─── Reading passage

What I hope to find in these pages is some better idea of why books are special to me, and perhaps, along the way, be in a position to make a general statement about what compels others to flirt with, pursue and, ultimately, love books.
1. You Can Judge a Book By Its Cover
A book as dazzling as an Indian handkerchief or shawl.
Charles Baudelaire, “L’Art romantique” (Paris)
And you have read all these books, Mr. France?
Not 1/10 of them.
Anecdote told by Walter Benjamin in “Unpacking My Library”
I own books. I’ve a “collection” consisting of some two thousand volumes. In my living room, against one narrow wall, I have a three-tier, glass-fronted, barrister’s bookcase, filled to capacity with books of poetry. These volumes include my Robinson Jeffers collection of first- and limited-edition books, as well as works by other poets, living and dead, that I admire and who have influenced my own work. I also have “stored” there, twenty-seven volumes of the slender literary magazine Kayak, edited by George Hitchcock. (Not books, per se, although printed and bound and read and, at one time, discussed with pleasure.)
Along another wall are four wide bays of bookshelves, running roughly the length and height of the room, approximately 18 feet long and 8 feet high. Over time, I’ve made some half-hearted attempts at organizing the books they hold—one shelf dedicated to Greek tragedies and commentary on the classical world; another occupied by works of Freud, battered and faded paperbacks (The James Strachey Translation), which have been on my shelves since I was a Freshman at UCSC in 1974, shared with a diverse group of philosophers and essayists.
But for the most part, my attempts at a more methodical bibliographical system can best be described as haphazard but not indiscriminate. (Henry Petroski, author of The Book on the Bookshelf, offers twenty-five ways to order a library—ranging from authors’ names and dates of acquisition to the color of bindings. I hope someday to adopt one of them.)
I believe Petroski would be pleased to know that my books are, for the most part, arranged in an upright fashion, with only a few dozen stacked horizontally. The latter sit either on top of books resting in sleeves, or on a shelf between a wire sculpture of the Minotaur and another of Zeus, in the form of the bull, made for me by the street artist Tai Varik, now deceased. I mention the sculpture to note that while books dominate the shelf space, they do not monopolize it. All the books share space with framed photographs of my wife, Charlotte, family and friends, as well as a chaos of objects from Shaker wooden toys to Meiji-era Japanese copper lanterns.
In the same room, squeezed between two armchairs, is a four-sided revolving bookcase, on top of which are stacked fifteen oversized art books. Opposite the wall-length bookshelf is a narrow, six-shelf case that holds, among other books, my collection of New York City-themed books (fiction, non-fiction and reference). To conclude this survey, I will add that books occupy the seats of a 200-year-old stool and three of my wife’s Queen Anne-style dining room chairs. I won’t bother to describe in detail the bookshelf, formerly a baker’s bread shelf, in the bedroom, or the buckling, three-tier shelf in the little “study” I’ve “squatted” between the back of the couch and the room’s windows. My wife has repeatedly asked that I not bring home any more books, but I find myself unable to comply with this very reasonable request.

──────

- [Set problem 1]: Write out the essay about owning books from "1. You Can Judge" up to and including "1/10 of them.".
- [Set problem 2]: Please continue the essay about owning books, picking up after its final sentence.

─── Information supplied

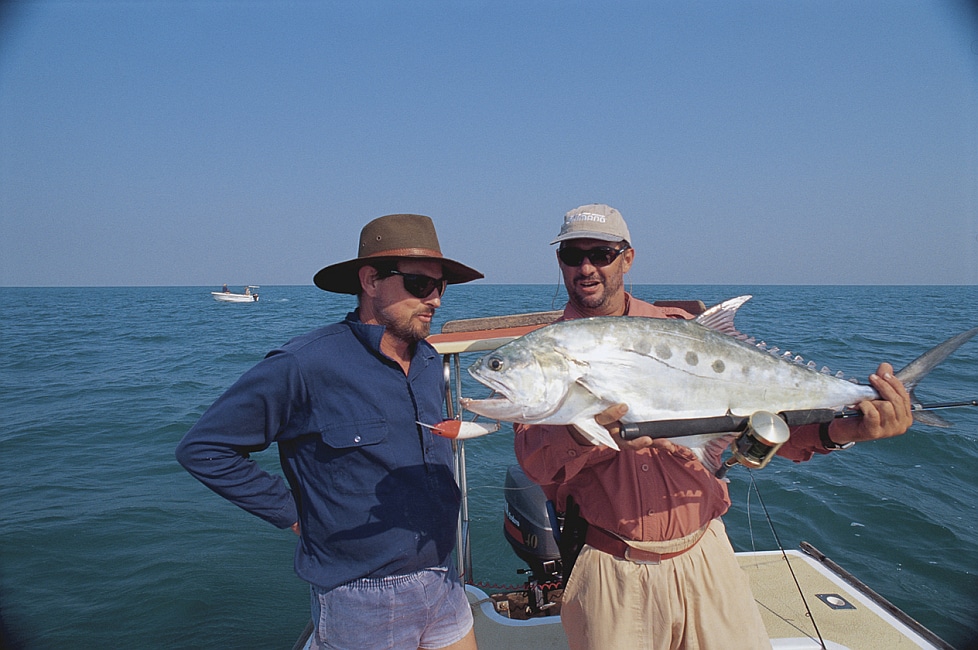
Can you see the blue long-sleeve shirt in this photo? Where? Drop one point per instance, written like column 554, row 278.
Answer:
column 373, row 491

──────
─── Information supplied

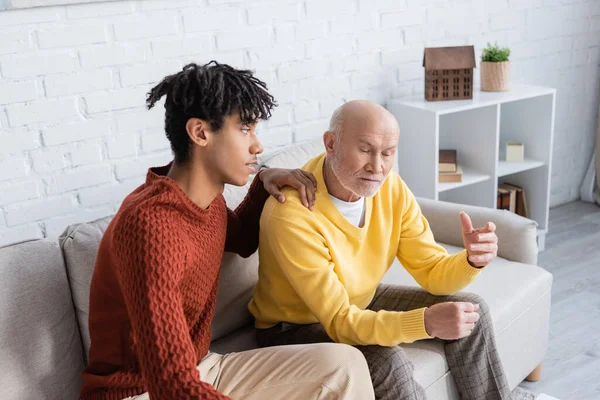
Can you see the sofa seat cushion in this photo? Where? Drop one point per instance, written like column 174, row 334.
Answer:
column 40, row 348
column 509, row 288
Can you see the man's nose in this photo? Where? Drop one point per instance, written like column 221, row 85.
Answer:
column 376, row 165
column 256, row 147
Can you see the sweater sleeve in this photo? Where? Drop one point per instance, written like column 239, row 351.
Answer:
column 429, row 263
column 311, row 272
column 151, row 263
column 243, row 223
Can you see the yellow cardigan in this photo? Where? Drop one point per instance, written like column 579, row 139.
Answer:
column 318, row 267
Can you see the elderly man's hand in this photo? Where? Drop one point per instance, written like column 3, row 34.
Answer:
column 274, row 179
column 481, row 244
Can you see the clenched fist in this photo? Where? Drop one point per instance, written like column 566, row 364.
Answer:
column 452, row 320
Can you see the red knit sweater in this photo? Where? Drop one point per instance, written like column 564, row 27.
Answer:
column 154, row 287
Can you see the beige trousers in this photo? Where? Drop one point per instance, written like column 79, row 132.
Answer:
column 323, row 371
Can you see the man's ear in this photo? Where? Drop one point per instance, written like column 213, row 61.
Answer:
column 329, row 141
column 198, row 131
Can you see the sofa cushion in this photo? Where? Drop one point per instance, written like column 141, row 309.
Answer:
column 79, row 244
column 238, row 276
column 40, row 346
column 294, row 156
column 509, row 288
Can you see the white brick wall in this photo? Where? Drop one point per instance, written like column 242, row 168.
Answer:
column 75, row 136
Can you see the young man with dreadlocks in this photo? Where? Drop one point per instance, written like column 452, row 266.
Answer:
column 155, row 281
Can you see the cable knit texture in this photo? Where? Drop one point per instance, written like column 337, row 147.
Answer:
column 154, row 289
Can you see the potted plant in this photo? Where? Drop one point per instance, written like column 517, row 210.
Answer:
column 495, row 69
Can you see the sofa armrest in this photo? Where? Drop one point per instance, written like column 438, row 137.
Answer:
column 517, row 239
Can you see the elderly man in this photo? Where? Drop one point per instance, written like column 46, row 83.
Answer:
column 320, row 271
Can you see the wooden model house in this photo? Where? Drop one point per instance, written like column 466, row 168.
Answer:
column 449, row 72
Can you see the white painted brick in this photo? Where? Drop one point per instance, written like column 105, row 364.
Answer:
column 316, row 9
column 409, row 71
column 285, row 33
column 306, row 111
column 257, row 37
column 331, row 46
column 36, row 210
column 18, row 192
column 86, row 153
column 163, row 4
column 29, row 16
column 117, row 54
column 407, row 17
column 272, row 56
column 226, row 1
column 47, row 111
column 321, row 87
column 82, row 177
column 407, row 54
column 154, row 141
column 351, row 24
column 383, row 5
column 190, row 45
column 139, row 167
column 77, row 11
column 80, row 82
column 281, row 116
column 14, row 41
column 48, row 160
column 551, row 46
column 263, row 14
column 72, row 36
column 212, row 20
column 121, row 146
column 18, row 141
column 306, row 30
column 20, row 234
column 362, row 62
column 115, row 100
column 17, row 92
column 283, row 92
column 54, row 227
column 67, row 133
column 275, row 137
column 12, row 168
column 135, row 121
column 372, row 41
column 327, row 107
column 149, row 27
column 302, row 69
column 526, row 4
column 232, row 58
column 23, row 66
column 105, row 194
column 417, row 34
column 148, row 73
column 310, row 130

──────
─── Information supplied

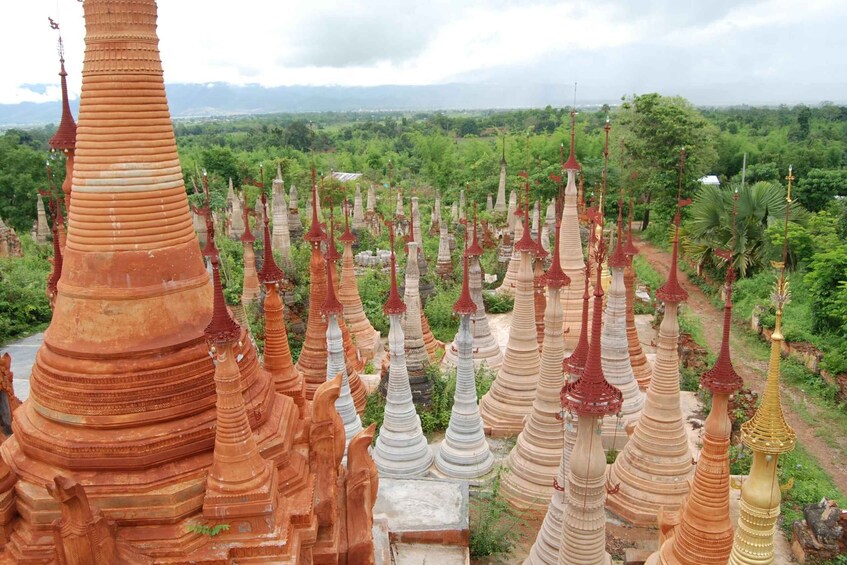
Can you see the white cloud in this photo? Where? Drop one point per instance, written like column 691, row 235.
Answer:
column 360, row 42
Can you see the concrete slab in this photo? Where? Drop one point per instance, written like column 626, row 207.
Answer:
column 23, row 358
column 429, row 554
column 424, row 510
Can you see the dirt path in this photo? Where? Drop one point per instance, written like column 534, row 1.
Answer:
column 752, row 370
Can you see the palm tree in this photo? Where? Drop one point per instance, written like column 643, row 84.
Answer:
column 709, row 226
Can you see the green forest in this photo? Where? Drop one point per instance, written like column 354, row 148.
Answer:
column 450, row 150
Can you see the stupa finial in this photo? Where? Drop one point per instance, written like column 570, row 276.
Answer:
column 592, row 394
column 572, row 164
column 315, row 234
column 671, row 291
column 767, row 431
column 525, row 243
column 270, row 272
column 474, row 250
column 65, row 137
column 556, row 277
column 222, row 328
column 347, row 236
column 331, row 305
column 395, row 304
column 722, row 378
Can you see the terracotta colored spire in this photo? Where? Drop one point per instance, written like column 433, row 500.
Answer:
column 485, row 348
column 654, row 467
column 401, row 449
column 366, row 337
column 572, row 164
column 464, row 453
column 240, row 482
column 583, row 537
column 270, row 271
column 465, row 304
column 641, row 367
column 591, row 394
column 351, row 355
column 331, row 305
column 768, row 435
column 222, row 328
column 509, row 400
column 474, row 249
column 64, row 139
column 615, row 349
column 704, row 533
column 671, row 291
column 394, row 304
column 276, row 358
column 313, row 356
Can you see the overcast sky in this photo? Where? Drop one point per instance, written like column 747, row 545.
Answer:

──────

- [Exercise answer 1]:
1. You Can Judge a Book By Its Cover
A book as dazzling as an Indian handkerchief or shawl.
Charles Baudelaire, “L’Art romantique” (Paris)
And you have read all these books, Mr. France?
Not 1/10 of them.

- [Exercise answer 2]:
Books continue to find their way into the house, to inch their way into spaces on shelves, or to climb on top of existing stacks, with the nonchalance of our two cats. This kind of accumulation is quite common, as Petroski observed, “The house or apartment with too many books seems always to acquire even more.” Which brings to my mind not so much Samuel Pepys returning from Kirton, his bookseller, but Disney’s Sorcerer’s Apprentice. Yes, I have books—leather-bound, cloth-covered and paperback books. There are first editions as well as second- and third-hand books. I also have a few rare books and books autographed by the author—the first of this collection, Working, was given to me by Studs Terkel in 1973, when he visited the Brentano’s Bookshop in Beverly Hills, where I worked as a clerk. (His inscription: “To Robert, Take it easy. But take it.” It is advice I have consistently failed to take.)
In all, I possess a modest collection of books, lovely and eclectic, but what I don’t have is a library. A library is something I dream of possessing one day. This distinction leads me to ask, what exactly is the difference between a collection of books and a library? Certainly there’s a great deal of overlap. Benjamin, in “Unpacking My Library,” doesn’t tell us how many books he’s unpacking, but he does say he started at noon and was emptying the last crate “well past midnight.” Faith Baldwin, the popular and prolific writer of light fiction, wrote that she tries to keep her library down to 4,000 by giving many books away during the course of a year. She also informs her reader that books can be found all over the house: “on tables, window seats, floors, even in the bathrooms.” It seems, then, in the case of Benjamin and Baldwin, that a library need not designate either a particular room or even a “permanent” collection of books.
Mine are not idle questions. If the word library can be used to describe Benjamin’s book-filled crates, Pepys’ impeccably assembled presses, as well as the East Room of the Pierpont Morgan Library, it seems to me a word that offers its user tremendous latitude. But in my use of it, I want to be certain I’m not using the word custodian when janitor will do, or mortician where undertaker would be more appropriate. And if a library is a room that contains more ideas than books, what does this room and the relationships it implies, require of the owner? Here, too, the bibliophile enjoys a wide range of options, from stewardship, as exemplified by Richard de Bury, to manic increase, as in the case of the possessed Richard Heber. (As for Heber, the only explanation I can give for his indifference to the condition and to the fate of his library might be found in Freud’s famous observation regarding the uncanny, “Our unconscious is still as unreceptive as ever to the idea of our own mortality.”)
I thought a good place to begin would be to make an inventory of my books. Unfortunately, the due date of this paper precluded this radical step, but assuming I had the time, this audit would enable me not only to know what books I own, but also which of them mean something special to me and, just as important, which among them I could do without. From there, I could follow Henry Miller’s lead and record the following: Books that I’ve read and never opened again—Winchester’s The Professor and the Madman.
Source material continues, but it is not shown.